**Provided text**:
-- Begin --
DEV Community: Mohammed Saifulhuq

Kafka DLQ Messages Stuck After Schema Change? Here's Why and How to Fix It

Mohammed Saifulhuq — Mon, 01 Jun 2026 02:43:06 +0000

I asked 4 senior Kafka engineers this question on Reddit. Nobody named a tool. So I built one.

You deployed a hotfix at 9:45 PM.

The fix was correct. The status field had been accepting invalid values — "ok", "done", "finished" — from different teams. Converting it to a strict Enum with four valid values was the right call: PENDING, PROCESSING, COMPLETED, FAILED.

Nobody checked the DLQ first.

There were 23,000 payment events sitting in payments.dlq from a consumer failure that afternoon. Your new V2 consumer tries to process them. Each one fails immediately:

com.fasterxml.jackson.databind.exc.InvalidFormatException: 
Cannot deserialize value of type `PaymentStatus` from String "pending": 
not one of the values accepted for Enum class: 
[PENDING, PROCESSING, COMPLETED, FAILED]

PagerDuty fires at 2:00 AM.

You cannot roll back — the bug fix must stay. You cannot delete the messages — they are real payment transactions. You cannot redrive them as-is — the V2 consumer will reject every one.

You need to transform the messages first. And there is no tool for this.

Why Schema Registry Doesn't Solve This

The first suggestion you'll get is "just use Schema Registry."

Schema Registry is a prevention tool. It sits between your producer and Kafka and enforces compatibility for new messages being produced.

It does nothing for messages already sitting in your DLQ.

Those 23,000 messages are stored as bytes inside Kafka. Schema Registry cannot see them. Cannot transform them. Cannot validate them. Cannot redrive them.

This is a recovery problem, not a prevention problem. They are different.

What Senior Engineers Actually Do (This Is The Problem)

I posted this exact scenario on r/apachekafka and asked how teams handle it. Four experienced engineers replied. Not one named a tool.

BroBroMate: "Something I've done in the past is just throw a quick Kafka Streams app up to do mass transformations... easy to unit test before rolling out."

KTCrisis: "You could spin up a v2 topic and keep a specific v1 consumer around just to drain the DLQ. But it adds a new topic and a dedicated consumer for a one-shot issue."
-- End --
**Information supplied**:
-- Begin --
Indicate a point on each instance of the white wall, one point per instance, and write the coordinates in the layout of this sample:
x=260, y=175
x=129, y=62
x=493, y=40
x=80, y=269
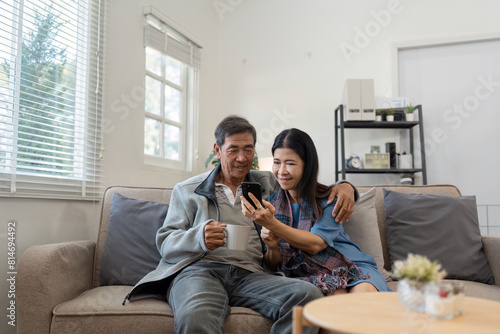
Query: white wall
x=287, y=57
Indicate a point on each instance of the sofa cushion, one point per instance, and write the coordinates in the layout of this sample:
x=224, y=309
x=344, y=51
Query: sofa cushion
x=130, y=250
x=440, y=227
x=100, y=310
x=363, y=229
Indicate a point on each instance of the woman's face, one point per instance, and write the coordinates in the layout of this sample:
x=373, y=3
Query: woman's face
x=288, y=168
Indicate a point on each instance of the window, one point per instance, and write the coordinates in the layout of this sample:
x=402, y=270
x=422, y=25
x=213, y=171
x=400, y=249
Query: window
x=171, y=84
x=50, y=104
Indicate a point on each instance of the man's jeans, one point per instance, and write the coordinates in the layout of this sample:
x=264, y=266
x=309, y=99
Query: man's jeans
x=202, y=294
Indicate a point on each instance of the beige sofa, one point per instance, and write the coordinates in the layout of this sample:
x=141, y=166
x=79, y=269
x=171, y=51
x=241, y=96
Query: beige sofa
x=59, y=284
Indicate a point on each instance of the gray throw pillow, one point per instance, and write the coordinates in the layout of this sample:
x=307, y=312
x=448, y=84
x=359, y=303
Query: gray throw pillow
x=440, y=227
x=363, y=229
x=130, y=248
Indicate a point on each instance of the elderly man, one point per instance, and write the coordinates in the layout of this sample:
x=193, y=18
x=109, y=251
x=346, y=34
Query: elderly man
x=198, y=275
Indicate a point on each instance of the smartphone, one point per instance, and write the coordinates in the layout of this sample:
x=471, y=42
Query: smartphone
x=254, y=188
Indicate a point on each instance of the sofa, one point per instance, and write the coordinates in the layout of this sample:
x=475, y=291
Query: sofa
x=60, y=290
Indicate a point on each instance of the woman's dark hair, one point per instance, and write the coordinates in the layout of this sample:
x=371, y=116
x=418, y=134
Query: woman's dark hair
x=232, y=125
x=309, y=189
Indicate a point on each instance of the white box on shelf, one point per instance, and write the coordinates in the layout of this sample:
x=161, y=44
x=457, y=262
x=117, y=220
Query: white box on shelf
x=351, y=99
x=405, y=161
x=377, y=161
x=391, y=102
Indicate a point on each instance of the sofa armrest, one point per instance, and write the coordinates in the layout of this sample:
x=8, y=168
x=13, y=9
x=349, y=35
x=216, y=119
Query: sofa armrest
x=491, y=246
x=49, y=275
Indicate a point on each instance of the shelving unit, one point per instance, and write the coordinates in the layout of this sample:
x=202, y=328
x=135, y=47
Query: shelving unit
x=341, y=125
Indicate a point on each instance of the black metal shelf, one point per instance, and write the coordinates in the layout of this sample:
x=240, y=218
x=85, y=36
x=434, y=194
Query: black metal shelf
x=381, y=171
x=341, y=125
x=378, y=125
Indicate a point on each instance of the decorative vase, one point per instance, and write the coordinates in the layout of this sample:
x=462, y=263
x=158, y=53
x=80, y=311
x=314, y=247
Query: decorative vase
x=411, y=295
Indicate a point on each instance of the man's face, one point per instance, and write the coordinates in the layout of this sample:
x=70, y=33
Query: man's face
x=236, y=156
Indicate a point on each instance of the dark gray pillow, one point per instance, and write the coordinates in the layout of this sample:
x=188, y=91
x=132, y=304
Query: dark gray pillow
x=130, y=249
x=440, y=227
x=363, y=229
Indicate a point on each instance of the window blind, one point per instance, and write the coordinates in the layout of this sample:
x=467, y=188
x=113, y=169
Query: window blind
x=165, y=39
x=50, y=98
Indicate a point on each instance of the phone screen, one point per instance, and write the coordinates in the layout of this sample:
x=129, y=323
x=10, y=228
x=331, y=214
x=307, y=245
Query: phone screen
x=254, y=188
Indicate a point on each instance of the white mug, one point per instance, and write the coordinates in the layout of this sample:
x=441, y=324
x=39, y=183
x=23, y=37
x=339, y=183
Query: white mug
x=237, y=236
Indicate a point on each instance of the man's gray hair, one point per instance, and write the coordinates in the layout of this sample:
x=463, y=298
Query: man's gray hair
x=232, y=125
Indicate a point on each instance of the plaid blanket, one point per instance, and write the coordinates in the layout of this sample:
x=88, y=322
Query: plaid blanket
x=328, y=269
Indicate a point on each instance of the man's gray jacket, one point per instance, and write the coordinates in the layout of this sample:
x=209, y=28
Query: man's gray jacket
x=181, y=239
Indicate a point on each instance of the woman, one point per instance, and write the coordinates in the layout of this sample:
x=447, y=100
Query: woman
x=302, y=238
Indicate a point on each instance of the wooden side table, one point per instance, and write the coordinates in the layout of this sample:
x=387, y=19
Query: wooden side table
x=381, y=312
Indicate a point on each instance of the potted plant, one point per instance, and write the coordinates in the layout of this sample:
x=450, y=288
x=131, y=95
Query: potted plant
x=409, y=113
x=414, y=274
x=213, y=160
x=389, y=115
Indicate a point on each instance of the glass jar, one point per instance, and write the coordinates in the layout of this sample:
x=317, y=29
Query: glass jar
x=411, y=295
x=444, y=300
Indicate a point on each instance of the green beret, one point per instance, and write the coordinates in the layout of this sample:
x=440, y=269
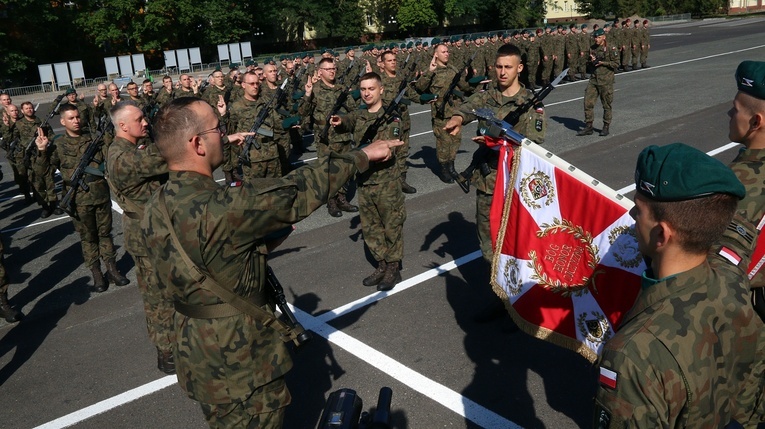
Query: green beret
x=678, y=172
x=425, y=98
x=750, y=78
x=290, y=122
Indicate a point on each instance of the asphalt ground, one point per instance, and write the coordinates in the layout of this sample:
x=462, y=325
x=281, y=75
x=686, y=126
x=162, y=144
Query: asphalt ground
x=83, y=359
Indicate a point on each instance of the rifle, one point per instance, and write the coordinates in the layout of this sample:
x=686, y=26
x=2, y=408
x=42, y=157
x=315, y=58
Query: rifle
x=277, y=296
x=455, y=81
x=78, y=177
x=339, y=103
x=251, y=140
x=479, y=156
x=29, y=147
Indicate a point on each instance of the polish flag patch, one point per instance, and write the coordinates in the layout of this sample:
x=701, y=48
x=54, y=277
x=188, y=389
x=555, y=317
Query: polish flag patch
x=608, y=377
x=730, y=255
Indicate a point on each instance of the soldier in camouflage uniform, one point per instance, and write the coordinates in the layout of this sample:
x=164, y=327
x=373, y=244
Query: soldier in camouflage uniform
x=232, y=363
x=134, y=172
x=319, y=99
x=605, y=60
x=436, y=81
x=92, y=209
x=507, y=96
x=684, y=354
x=7, y=312
x=38, y=163
x=381, y=202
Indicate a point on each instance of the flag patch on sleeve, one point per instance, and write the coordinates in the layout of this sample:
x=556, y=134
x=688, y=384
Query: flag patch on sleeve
x=730, y=255
x=608, y=377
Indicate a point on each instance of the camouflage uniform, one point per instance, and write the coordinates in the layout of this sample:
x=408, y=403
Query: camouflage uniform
x=684, y=350
x=93, y=208
x=264, y=162
x=233, y=365
x=601, y=83
x=531, y=124
x=381, y=201
x=437, y=82
x=134, y=172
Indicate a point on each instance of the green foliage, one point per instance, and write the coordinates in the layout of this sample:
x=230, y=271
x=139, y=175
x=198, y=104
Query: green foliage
x=416, y=14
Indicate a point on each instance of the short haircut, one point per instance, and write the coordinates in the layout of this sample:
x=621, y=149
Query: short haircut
x=173, y=123
x=696, y=234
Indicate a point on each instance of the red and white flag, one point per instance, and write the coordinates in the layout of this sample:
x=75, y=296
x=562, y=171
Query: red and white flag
x=566, y=259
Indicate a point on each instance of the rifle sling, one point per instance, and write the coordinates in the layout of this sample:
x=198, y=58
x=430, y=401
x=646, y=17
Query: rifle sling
x=233, y=304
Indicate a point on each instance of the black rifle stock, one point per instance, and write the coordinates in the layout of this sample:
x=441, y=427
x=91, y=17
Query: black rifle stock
x=252, y=140
x=28, y=149
x=441, y=109
x=339, y=103
x=77, y=181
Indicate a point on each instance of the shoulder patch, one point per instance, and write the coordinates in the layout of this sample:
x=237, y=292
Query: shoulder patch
x=608, y=377
x=730, y=255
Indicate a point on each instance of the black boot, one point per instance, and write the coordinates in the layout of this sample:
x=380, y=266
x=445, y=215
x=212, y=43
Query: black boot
x=165, y=361
x=586, y=131
x=332, y=208
x=444, y=174
x=344, y=205
x=114, y=275
x=405, y=187
x=391, y=278
x=377, y=276
x=6, y=311
x=99, y=283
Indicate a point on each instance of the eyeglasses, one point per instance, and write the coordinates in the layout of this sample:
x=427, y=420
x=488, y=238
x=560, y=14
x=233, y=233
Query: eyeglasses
x=218, y=128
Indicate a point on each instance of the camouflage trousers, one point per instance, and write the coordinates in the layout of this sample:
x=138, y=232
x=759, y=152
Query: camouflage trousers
x=264, y=409
x=382, y=213
x=591, y=94
x=159, y=311
x=447, y=145
x=94, y=224
x=482, y=210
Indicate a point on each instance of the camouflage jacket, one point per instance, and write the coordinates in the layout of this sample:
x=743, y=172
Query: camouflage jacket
x=748, y=167
x=320, y=104
x=609, y=61
x=686, y=349
x=222, y=229
x=242, y=115
x=358, y=122
x=531, y=124
x=69, y=151
x=134, y=172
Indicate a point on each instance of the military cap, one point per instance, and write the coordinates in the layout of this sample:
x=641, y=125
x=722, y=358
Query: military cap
x=678, y=172
x=750, y=78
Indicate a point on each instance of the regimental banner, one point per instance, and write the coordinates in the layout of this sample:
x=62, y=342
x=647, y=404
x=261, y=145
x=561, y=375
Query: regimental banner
x=566, y=260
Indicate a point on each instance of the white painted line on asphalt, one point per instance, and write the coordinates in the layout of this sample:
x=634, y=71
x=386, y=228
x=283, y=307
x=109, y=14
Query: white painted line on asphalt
x=109, y=404
x=713, y=152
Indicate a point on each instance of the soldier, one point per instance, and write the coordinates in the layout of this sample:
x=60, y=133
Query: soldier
x=683, y=354
x=604, y=59
x=37, y=163
x=92, y=209
x=235, y=365
x=134, y=172
x=436, y=81
x=264, y=162
x=319, y=99
x=381, y=202
x=506, y=97
x=391, y=79
x=165, y=94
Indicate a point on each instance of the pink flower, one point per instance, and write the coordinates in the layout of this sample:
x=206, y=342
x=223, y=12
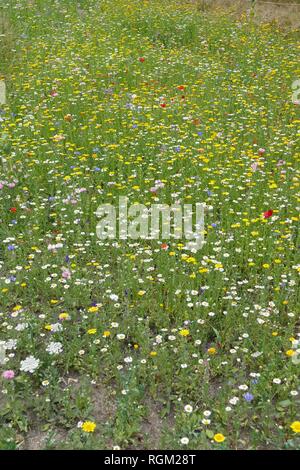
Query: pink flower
x=8, y=374
x=66, y=274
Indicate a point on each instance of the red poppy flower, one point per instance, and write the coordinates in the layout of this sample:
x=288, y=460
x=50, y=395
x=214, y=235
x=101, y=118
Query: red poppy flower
x=268, y=214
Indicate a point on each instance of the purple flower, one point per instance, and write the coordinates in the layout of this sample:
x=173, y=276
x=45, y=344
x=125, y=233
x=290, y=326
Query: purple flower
x=248, y=396
x=8, y=374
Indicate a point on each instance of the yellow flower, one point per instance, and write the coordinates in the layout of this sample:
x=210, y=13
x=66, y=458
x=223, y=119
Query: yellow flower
x=63, y=316
x=184, y=332
x=290, y=353
x=92, y=331
x=212, y=351
x=88, y=426
x=219, y=437
x=17, y=308
x=295, y=426
x=93, y=309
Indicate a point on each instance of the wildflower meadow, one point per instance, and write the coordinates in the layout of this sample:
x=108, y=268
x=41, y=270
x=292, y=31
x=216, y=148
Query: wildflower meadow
x=120, y=334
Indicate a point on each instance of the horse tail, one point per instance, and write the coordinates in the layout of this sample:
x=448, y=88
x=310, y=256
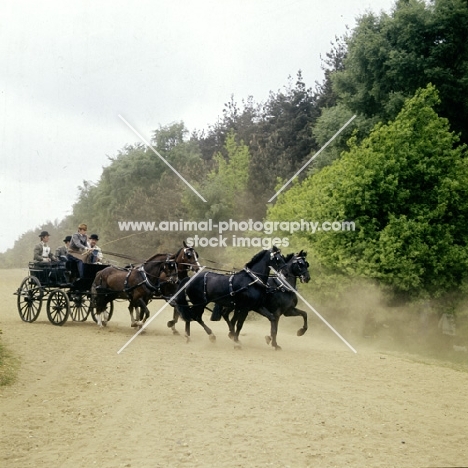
-- End --
**Instructions for the task**:
Reproduce word for word the passage of the Kafka DLQ article from "Kafka DLQ Messages" to "PROCESSING, COMPLETED, FAILED.".

**Written solution**:
Kafka DLQ Messages Stuck After Schema Change? Here's Why and How to Fix It

Mohammed Saifulhuq — Mon, 01 Jun 2026 02:43:06 +0000

I asked 4 senior Kafka engineers this question on Reddit. Nobody named a tool. So I built one.

You deployed a hotfix at 9:45 PM.

The fix was correct. The status field had been accepting invalid values — "ok", "done", "finished" — from different teams. Converting it to a strict Enum with four valid values was the right call: PENDING, PROCESSING, COMPLETED, FAILED.